* **Aim of the task**
Every record below is to be restated word for word.

* **Supplied records**
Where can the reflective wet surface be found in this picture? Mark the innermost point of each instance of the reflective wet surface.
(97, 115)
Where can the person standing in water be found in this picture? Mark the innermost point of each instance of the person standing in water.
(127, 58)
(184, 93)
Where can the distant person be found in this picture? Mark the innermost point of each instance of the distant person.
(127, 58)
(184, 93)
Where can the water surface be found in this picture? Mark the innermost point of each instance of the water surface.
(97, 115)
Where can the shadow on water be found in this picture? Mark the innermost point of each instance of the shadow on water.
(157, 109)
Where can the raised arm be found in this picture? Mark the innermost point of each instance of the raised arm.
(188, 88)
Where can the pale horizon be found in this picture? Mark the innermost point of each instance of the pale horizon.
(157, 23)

* **Output for this task**
Where can the reflective wet surface be found in this picture? Mark the innermost point of each instance of the reflective wet surface.
(97, 115)
Where can the person standing in water be found in this picture? Mark the innermost point of each instance of the person standing in water.
(127, 58)
(184, 93)
Where can the distant person be found in this picture? Mark the innermost point of each instance of the distant person.
(127, 58)
(184, 93)
Where can the water surface be found in this picture? Mark the innermost point of each instance of the water surface.
(97, 115)
Where can the shadow on water be found in this picture? Mark the innermost point of each instance of the shadow on water.
(157, 109)
Where can the raised arm be found in this picture? Mark the innermost point of each instance of the raised arm.
(188, 88)
Where can the pale horizon be found in this picture? Mark the innermost point of each instance of the pale horizon.
(157, 23)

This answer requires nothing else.